**SOURCE INFORMATION**:
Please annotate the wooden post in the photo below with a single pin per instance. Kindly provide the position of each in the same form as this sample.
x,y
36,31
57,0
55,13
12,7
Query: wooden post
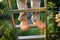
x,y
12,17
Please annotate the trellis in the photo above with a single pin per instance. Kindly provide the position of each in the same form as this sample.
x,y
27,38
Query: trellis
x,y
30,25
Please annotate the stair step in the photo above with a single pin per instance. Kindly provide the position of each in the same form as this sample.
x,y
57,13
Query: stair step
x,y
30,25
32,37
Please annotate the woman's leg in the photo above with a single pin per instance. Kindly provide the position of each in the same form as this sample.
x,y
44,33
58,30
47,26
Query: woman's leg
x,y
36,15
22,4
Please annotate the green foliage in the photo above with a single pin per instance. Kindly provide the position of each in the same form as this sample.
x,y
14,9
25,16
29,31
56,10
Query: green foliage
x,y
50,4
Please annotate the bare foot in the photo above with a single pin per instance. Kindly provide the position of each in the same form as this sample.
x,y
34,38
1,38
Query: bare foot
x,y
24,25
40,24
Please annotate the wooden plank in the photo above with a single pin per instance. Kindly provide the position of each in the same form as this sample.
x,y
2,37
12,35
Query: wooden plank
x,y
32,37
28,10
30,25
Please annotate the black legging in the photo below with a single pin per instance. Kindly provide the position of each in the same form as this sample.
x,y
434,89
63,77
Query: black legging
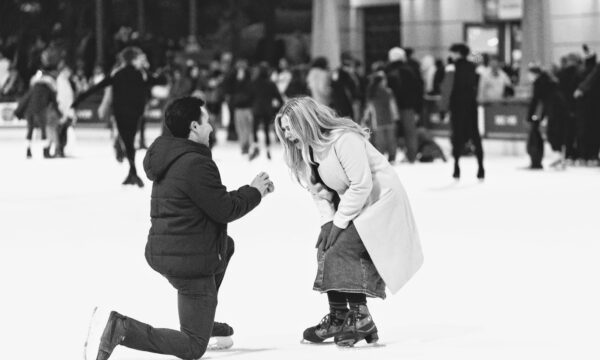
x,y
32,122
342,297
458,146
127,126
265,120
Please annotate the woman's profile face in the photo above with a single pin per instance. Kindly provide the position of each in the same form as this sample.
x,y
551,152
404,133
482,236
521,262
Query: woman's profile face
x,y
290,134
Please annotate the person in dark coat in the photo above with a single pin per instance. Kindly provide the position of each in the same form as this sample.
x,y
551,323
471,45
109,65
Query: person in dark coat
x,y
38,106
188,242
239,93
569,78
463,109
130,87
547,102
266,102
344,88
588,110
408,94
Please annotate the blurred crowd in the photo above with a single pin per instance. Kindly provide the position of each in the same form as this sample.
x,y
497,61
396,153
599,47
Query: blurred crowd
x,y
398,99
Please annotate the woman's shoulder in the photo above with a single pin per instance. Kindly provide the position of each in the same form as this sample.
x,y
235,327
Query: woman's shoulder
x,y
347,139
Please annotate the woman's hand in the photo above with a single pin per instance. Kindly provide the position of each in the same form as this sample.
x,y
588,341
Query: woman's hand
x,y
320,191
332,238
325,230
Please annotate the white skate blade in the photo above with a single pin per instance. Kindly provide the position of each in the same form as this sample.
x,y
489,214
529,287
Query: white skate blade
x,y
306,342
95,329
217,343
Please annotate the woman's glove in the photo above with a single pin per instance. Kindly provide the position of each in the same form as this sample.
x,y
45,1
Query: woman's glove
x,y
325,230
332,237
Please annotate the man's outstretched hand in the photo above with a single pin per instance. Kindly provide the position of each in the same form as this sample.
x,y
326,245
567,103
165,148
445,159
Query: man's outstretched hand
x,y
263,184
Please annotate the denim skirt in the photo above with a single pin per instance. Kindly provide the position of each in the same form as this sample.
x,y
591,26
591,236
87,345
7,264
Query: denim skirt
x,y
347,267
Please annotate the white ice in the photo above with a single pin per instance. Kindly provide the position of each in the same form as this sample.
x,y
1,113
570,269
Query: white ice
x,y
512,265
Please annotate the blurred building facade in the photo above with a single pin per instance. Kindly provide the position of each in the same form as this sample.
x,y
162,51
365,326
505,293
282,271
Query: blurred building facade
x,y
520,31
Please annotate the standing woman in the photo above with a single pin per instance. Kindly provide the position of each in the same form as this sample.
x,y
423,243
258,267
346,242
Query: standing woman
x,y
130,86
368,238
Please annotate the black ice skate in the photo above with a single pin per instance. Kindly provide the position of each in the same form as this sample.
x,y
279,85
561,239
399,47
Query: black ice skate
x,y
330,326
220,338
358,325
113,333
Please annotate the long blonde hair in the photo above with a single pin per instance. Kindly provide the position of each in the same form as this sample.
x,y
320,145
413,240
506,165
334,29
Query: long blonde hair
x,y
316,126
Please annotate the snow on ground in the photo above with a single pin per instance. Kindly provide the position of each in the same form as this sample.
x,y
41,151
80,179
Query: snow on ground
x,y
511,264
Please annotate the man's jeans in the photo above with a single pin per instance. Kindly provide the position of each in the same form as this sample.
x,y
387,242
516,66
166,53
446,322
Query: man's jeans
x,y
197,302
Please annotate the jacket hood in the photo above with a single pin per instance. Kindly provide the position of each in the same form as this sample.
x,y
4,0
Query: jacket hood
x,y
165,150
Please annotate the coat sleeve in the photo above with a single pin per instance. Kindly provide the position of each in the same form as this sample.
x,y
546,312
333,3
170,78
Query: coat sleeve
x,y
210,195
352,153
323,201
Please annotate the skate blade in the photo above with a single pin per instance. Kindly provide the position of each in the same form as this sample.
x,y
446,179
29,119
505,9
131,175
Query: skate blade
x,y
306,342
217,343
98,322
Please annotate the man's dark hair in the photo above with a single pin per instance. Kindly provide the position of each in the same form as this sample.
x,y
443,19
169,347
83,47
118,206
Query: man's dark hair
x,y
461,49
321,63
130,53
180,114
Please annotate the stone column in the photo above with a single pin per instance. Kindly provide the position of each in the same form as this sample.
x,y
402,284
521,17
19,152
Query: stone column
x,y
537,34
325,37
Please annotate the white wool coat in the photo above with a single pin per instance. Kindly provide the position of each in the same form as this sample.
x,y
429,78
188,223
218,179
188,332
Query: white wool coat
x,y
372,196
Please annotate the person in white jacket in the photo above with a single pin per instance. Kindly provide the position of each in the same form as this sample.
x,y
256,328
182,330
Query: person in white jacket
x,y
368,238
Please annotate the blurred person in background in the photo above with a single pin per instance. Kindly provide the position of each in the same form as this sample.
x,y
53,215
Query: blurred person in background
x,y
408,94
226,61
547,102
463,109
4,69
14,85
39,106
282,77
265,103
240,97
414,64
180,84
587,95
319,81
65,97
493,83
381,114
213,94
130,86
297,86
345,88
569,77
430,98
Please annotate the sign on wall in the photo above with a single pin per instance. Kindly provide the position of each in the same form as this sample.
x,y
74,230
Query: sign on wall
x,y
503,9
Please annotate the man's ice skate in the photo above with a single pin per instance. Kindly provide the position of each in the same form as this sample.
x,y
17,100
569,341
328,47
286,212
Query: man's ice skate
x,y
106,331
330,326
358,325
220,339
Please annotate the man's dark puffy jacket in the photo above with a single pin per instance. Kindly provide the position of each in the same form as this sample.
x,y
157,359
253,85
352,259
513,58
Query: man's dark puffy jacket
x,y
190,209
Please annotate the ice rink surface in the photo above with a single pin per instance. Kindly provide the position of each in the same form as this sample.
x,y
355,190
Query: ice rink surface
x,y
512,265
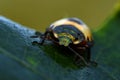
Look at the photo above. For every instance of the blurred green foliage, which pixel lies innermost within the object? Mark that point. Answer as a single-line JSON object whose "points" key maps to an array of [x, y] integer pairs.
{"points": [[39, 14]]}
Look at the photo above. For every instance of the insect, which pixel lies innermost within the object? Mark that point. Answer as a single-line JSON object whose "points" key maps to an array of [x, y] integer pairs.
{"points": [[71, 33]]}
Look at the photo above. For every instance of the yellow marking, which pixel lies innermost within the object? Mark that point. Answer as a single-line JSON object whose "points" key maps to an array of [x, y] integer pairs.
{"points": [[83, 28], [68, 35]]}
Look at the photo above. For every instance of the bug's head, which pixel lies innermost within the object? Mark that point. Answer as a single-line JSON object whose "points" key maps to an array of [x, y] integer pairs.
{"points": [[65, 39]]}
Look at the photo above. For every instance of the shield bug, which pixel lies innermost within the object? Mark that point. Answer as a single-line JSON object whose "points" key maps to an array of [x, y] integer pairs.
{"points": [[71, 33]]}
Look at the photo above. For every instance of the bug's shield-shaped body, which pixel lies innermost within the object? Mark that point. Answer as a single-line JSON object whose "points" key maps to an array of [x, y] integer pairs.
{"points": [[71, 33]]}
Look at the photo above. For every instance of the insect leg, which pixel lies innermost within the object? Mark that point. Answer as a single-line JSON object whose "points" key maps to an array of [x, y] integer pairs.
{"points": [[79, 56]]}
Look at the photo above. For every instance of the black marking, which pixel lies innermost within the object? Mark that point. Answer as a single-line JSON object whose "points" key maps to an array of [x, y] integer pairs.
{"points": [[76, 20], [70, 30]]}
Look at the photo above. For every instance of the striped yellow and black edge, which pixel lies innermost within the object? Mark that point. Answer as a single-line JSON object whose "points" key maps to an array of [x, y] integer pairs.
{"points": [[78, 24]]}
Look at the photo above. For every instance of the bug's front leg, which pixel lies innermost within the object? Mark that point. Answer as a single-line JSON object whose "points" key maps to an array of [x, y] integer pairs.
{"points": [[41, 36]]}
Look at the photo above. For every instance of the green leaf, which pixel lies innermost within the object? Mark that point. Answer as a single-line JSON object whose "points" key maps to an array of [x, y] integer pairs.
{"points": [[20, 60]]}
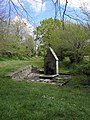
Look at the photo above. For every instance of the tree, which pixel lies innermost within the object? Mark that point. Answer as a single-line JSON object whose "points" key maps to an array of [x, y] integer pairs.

**TASK**:
Show, from the entries above, every line that includes the string "below".

**THE ANSWER**:
Please annotate the wooden post in the photo below with a single pin per instance. Kindly provide the position of each in the same form as this sample.
Please annotate the black legging in the photo below with a single pin per instance. Kindly provide the position of each in the same form as this sample.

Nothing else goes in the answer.